RECORD EXCERPTS:
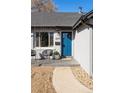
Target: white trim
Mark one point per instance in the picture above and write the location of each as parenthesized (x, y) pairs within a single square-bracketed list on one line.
[(72, 41)]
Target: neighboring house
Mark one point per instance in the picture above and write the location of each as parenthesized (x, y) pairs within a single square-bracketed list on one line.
[(69, 33)]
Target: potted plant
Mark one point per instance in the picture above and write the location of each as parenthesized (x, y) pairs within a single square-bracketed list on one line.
[(56, 55)]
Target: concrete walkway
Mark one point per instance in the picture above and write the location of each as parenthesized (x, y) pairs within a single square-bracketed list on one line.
[(65, 82)]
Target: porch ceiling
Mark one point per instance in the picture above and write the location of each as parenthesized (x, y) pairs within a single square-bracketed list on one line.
[(43, 19)]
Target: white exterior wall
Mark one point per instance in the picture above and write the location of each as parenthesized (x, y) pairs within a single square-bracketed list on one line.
[(83, 48)]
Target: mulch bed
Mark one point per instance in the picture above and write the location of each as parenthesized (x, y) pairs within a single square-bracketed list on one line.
[(41, 80), (82, 76)]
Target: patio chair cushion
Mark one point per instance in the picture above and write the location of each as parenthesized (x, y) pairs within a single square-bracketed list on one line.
[(47, 52)]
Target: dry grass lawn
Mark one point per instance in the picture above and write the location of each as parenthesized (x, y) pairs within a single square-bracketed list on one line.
[(41, 80)]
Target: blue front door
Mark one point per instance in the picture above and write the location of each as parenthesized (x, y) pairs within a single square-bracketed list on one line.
[(66, 44)]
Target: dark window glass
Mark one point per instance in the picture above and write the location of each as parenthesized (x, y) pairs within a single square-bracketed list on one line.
[(44, 38)]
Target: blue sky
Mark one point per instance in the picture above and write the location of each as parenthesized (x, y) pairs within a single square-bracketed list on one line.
[(72, 5)]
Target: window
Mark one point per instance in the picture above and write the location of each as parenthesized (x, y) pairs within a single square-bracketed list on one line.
[(44, 39)]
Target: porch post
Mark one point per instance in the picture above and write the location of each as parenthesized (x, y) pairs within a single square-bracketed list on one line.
[(39, 39)]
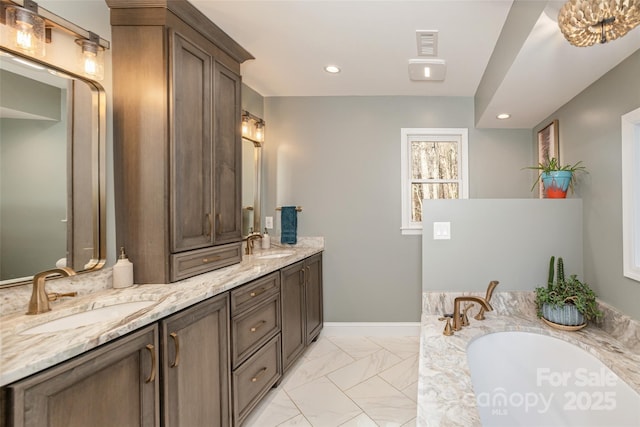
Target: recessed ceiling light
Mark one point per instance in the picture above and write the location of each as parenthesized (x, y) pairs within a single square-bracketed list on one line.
[(332, 69)]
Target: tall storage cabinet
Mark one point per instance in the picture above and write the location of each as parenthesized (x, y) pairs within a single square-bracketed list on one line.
[(177, 112)]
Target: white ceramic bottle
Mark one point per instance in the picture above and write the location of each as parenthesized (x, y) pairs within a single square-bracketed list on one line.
[(122, 272), (266, 240)]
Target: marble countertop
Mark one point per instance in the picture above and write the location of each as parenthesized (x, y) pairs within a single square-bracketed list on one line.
[(23, 355), (445, 392)]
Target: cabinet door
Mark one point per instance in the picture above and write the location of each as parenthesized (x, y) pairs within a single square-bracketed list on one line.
[(227, 156), (114, 385), (195, 365), (313, 297), (293, 315), (191, 146)]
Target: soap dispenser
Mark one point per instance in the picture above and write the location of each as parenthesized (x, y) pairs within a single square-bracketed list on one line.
[(266, 240), (122, 272)]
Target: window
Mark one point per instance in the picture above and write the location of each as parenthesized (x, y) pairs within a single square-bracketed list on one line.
[(434, 166), (631, 194)]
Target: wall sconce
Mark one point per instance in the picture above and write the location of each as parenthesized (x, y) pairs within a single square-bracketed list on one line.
[(27, 30), (252, 128), (90, 59)]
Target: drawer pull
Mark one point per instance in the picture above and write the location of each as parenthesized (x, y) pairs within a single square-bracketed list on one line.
[(259, 292), (176, 342), (259, 374), (258, 325), (152, 352)]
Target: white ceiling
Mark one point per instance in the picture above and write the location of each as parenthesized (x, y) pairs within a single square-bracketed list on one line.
[(372, 42)]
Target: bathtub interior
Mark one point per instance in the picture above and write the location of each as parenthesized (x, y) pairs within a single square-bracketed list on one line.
[(528, 379)]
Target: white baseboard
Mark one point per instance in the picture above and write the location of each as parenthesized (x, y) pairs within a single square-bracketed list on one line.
[(377, 329)]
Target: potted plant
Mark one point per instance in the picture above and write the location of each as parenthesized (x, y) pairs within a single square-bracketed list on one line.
[(556, 178), (566, 303)]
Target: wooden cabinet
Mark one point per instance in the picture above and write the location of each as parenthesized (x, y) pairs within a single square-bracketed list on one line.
[(302, 316), (207, 365), (177, 158), (196, 366), (114, 385), (255, 347)]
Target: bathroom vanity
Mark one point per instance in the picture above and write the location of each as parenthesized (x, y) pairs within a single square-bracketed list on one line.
[(204, 352)]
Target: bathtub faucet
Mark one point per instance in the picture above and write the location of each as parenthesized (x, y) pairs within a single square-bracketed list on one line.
[(490, 288), (457, 316)]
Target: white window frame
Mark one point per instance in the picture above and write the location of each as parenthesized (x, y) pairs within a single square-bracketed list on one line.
[(631, 194), (407, 135)]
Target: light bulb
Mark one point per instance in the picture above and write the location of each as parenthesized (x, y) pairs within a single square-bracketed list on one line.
[(91, 62)]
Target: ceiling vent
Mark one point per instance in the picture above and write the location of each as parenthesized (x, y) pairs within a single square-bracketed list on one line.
[(427, 42)]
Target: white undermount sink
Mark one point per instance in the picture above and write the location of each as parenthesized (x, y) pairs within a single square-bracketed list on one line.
[(101, 314), (275, 255)]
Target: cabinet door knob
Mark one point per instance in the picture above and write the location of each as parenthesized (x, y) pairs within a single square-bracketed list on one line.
[(176, 343), (258, 292), (258, 325), (257, 376), (152, 352)]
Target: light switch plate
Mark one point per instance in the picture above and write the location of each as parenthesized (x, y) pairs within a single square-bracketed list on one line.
[(441, 230)]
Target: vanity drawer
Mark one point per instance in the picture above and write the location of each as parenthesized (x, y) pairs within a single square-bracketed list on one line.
[(254, 379), (253, 328), (192, 263), (253, 293)]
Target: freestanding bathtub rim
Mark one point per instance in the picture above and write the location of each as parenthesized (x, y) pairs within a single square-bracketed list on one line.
[(444, 375), (517, 385), (572, 338)]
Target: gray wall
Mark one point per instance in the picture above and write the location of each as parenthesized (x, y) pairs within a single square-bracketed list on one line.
[(590, 131), (509, 240), (339, 158)]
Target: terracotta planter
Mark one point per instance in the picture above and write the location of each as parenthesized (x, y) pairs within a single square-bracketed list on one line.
[(556, 184)]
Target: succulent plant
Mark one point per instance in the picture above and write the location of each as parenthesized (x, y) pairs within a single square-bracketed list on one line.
[(571, 291)]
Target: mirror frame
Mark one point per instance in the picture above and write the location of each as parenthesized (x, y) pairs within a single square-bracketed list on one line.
[(98, 174), (257, 183)]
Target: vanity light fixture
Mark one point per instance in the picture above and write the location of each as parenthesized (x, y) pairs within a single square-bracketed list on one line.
[(332, 69), (90, 59), (253, 128), (587, 22), (26, 29)]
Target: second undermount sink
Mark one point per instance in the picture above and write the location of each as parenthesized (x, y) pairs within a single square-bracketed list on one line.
[(84, 318), (275, 255)]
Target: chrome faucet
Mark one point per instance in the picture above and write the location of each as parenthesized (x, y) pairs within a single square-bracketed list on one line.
[(250, 239), (457, 317), (39, 302)]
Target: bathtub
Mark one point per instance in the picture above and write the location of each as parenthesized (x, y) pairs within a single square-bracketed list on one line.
[(529, 379)]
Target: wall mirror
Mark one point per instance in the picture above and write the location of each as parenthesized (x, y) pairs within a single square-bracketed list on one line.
[(252, 140), (52, 170)]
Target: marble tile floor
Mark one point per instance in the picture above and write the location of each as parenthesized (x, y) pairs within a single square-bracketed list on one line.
[(346, 381)]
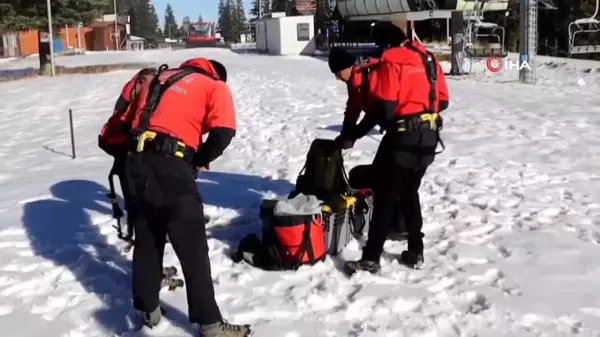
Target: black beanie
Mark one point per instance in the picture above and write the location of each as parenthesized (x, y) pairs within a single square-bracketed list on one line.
[(220, 69), (386, 35), (339, 59)]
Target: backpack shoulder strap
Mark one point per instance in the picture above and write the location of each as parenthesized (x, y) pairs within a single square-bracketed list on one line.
[(364, 84), (431, 70)]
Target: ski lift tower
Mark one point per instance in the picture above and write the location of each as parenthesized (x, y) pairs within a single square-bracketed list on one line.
[(528, 40)]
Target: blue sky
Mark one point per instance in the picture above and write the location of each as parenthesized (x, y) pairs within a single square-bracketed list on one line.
[(191, 8)]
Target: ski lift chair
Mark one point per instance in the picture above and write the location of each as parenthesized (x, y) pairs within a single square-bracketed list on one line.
[(487, 40), (589, 25)]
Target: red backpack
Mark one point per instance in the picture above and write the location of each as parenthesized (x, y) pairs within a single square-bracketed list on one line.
[(116, 132)]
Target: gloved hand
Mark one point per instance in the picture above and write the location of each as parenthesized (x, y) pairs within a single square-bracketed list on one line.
[(344, 143), (203, 168)]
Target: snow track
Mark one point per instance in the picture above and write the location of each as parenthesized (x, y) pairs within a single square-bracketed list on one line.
[(511, 211)]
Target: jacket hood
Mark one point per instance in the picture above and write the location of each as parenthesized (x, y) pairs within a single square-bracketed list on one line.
[(206, 65)]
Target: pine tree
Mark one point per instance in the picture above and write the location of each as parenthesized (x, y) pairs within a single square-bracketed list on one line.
[(171, 30), (185, 26), (146, 21), (266, 7), (224, 19), (279, 6), (240, 21)]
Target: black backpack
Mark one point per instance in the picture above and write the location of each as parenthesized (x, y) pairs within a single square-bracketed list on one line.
[(323, 174)]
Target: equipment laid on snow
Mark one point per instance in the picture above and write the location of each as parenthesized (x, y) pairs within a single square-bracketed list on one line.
[(293, 235), (323, 174), (304, 228), (589, 26)]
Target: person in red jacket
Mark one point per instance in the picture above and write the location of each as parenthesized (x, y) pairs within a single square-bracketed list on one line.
[(176, 108), (113, 140), (352, 71), (355, 72), (407, 93)]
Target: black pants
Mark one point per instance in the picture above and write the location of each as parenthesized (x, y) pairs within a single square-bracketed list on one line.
[(363, 176), (399, 166), (120, 169), (169, 203)]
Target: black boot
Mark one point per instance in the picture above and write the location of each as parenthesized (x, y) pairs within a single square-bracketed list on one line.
[(351, 267), (411, 259), (152, 318), (396, 235), (224, 329)]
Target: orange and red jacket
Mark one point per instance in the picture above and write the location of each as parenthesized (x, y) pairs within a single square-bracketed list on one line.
[(196, 104), (357, 94), (400, 87)]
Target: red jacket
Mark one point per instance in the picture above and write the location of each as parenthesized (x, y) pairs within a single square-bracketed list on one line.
[(400, 87), (358, 93)]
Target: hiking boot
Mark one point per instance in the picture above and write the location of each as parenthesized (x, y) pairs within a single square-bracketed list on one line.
[(351, 267), (397, 235), (224, 329), (153, 318), (411, 259)]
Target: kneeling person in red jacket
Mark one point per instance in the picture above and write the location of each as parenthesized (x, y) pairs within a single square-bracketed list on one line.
[(355, 72), (408, 91)]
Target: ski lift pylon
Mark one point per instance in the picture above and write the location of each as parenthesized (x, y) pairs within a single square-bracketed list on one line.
[(589, 25), (483, 39)]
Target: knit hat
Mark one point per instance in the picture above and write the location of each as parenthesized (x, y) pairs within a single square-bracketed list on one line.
[(220, 69), (339, 59)]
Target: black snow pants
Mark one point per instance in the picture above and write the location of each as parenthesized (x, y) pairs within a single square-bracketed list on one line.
[(399, 166), (120, 170), (363, 176), (169, 203)]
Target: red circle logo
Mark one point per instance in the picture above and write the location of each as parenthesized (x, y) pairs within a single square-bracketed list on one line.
[(494, 64)]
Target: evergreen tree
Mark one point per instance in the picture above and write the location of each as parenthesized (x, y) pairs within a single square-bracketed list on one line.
[(239, 20), (144, 20), (224, 19), (280, 6), (171, 30), (266, 7), (185, 26)]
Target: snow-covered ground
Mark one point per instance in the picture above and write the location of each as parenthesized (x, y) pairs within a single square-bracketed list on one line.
[(512, 209)]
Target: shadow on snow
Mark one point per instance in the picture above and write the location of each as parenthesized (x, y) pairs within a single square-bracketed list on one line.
[(61, 230)]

EXERCISE DESCRIPTION: Among the lines above, repeat exactly those from the line with "Target: black beanie" to the line with "Target: backpack shoulder strap", counting both ends.

OUTPUT OF THE EXERCISE:
Target: black beanie
Mark one point per instance in the picture above and write the location of each as parenthesized (x, y) pairs within a single square-bracketed list on one line.
[(220, 69), (386, 35), (339, 59)]
Target: backpack shoulder strap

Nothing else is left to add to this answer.